Conhecendo pessoas – uma ciência, uma arte: breve relato de uma experiência na graduação médica da EPM-Unifesp
Knowing people – a science, an art: a brief description of the experience in the Undergraduate Medical from EPM-Unifesp
Conocer personas – una ciencia, un arte: una breve descripción de la experiencia en el pregrado de medicina de la EPM-Unifesp
Mario Alfredo De MarcoI; Mariella Vargas DegiovaniII; Dante Marcello Claramonte GallianIII; Ana Cecília LuccheseIV
IDepartamento de Psiquiatria, Escola Paulista de Medicina, Universidade Federal de São Paulo (EPM/ Unifesp). Rua Borges Lagoa, 570, 1º andar. Vila Clementino, São Paulo, SP, Brasil. 04.038-020. mariodemarco@globo.com
IIDepartamento de Psiquiatria, EPM/Unifesp.
IIICentro de História e Filosofia das Ciências da Saúde, EPM/Unifesp.
IVDepartamento de Psiquiatria, EPM/Unifesp.
Um dos maiores desafios da formação numa Escola Médica é integrar o ensino da parte exata (aspectos físicos e objetivos) com o ensino dos aspectos subjetivos que envolvem o estudo da pessoa. Como fazer os alunos perceberem que ser um bom médico inclui ser sensível ao sofrimento do outro? Como ensiná-los a valorizar a qualidade da comunicação e dos vínculos com o paciente? E como fazê-los perceber que estas qualidades não são acessórias, mas fundamentais para o desempenho e eficácia da tarefa médica? Finalmente, como ajudá-los a desenvolver atitudes e habilidades necessárias para a formação deste profissional?
No primeiro ano da graduação em Medicina da Universidade Federal de São Paulo, como introdução a um programa que se estende por todo o curso, a disciplina de Psicologia Médica utiliza as contribuições das ciências e das artes para ampliar o conhecimento do aluno em relação às pessoas e aos dilemas humanos. Materiais pedagógicos, textos científicos, contos literários e filmes são estímulos para debates, discussões e planejamento de trabalhos (De Marco et al., 2009).
A intenção é aguçar a auto-observação e a observação das pessoas; instrumentalizá-las para que tenham a flexibilidade necessária para enfrentar as situações, examinando e considerando os aspectos relevantes presentes no campo relacional e comunicacional (o que inclui o reconhecimento de seus estados e sentimentos, bem como os de seus pacientes). Nas discussões, procuramos instrumentalizá-los para reconhecerem e evoluírem suas capacidades de observação, empatia e continência. Para que esta instrumentalização seja efetiva, é nossa intenção que o curso tenha forte cunho experiencial. Contribui para essa finalidade a discussão das vivências despertadas, bem como a própria relação professor-aluno, que pretendemos que sirva de modelo de uma relação viva e autêntica.
“Conhecer pessoas” é o mote do curso que pretende (re)aproximar os alunos das diferentes áreas que historicamente têm se interessado pelo conhecimento e equacionamento dos dilemas humanos. As aulas, em pequenos grupos (vinte alunos), destinam-se a facilitar o contato entre professores e alunos e favorecer ampla participação.

★ ★ ★

- **ENUNCIADO**
Reproduza, sem nenhuma alteração, o trecho do texto sobre o ensino de Psicologia Médica que começa em "Conhecendo pessoas –" e vai até "IIDepartamento de Psiquiatria, EPM/Unifesp.", incluindo estas últimas palavras. Os registros constituem material à parte, sem relação com o texto.

- **REGISTROS LISTADOS**
★ ★ ★

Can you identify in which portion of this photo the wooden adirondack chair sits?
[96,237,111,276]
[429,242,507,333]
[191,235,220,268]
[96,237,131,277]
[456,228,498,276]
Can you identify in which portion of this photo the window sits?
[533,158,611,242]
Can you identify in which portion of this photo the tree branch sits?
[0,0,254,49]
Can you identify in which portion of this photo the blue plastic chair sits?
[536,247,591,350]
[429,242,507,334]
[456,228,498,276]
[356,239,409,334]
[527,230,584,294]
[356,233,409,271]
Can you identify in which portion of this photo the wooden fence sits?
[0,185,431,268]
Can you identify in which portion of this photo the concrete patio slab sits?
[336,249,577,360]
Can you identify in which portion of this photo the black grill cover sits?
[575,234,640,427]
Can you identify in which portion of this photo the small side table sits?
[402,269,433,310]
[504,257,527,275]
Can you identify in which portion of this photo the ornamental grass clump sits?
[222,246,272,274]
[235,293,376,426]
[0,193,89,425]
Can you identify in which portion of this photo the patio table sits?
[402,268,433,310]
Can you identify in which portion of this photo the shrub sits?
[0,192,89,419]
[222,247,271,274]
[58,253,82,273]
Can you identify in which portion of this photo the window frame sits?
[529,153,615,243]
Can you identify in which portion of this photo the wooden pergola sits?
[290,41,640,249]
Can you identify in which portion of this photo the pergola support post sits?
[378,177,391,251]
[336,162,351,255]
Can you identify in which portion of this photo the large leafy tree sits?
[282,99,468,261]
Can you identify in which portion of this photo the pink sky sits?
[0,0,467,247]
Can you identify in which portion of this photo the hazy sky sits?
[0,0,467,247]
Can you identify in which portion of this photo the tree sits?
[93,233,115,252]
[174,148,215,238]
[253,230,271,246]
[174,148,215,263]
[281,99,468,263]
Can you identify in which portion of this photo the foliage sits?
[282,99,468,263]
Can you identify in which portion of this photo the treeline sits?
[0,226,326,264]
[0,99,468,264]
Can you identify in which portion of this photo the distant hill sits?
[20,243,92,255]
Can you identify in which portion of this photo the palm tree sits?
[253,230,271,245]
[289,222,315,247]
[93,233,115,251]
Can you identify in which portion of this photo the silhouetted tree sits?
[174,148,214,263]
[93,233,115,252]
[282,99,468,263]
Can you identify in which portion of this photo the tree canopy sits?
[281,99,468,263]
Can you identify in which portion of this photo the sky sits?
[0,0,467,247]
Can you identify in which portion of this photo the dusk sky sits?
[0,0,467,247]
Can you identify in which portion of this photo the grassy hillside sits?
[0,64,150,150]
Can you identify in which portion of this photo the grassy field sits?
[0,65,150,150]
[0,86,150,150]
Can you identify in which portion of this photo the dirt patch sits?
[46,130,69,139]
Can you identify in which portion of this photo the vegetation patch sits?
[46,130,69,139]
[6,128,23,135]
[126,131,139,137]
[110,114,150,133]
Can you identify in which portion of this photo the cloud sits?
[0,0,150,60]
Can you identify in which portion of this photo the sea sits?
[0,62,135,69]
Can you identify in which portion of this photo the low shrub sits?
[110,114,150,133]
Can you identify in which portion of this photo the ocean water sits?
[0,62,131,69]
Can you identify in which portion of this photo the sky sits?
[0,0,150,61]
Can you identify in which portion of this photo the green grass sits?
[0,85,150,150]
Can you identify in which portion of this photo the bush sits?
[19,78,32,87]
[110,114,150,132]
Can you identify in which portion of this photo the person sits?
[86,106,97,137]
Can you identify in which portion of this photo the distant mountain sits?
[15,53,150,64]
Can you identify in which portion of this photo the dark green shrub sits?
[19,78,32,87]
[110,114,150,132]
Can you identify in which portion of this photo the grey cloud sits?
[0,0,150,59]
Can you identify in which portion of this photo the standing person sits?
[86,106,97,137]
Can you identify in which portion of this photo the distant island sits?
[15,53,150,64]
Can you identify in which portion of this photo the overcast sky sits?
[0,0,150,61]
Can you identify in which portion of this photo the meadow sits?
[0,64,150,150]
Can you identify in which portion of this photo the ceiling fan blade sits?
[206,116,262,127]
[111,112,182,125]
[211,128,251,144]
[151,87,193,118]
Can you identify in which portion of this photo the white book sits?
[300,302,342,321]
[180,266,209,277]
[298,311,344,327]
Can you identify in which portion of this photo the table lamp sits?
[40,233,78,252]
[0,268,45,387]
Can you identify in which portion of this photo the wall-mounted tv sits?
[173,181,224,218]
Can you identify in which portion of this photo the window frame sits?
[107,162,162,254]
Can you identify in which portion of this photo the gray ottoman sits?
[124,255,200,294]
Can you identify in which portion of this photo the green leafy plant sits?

★ ★ ★

- **RESPOSTA**
Conhecendo pessoas – uma ciência, uma arte: breve relato de uma experiência na graduação médica da EPM-Unifesp
Knowing people – a science, an art: a brief description of the experience in the Undergraduate Medical from EPM-Unifesp
Conocer personas – una ciencia, un arte: una breve descripción de la experiencia en el pregrado de medicina de la EPM-Unifesp
Mario Alfredo De MarcoI; Mariella Vargas DegiovaniII; Dante Marcello Claramonte GallianIII; Ana Cecília LuccheseIV
IDepartamento de Psiquiatria, Escola Paulista de Medicina, Universidade Federal de São Paulo (EPM/ Unifesp). Rua Borges Lagoa, 570, 1º andar. Vila Clementino, São Paulo, SP, Brasil. 04.038-020. mariodemarco@globo.com
IIDepartamento de Psiquiatria, EPM/Unifesp.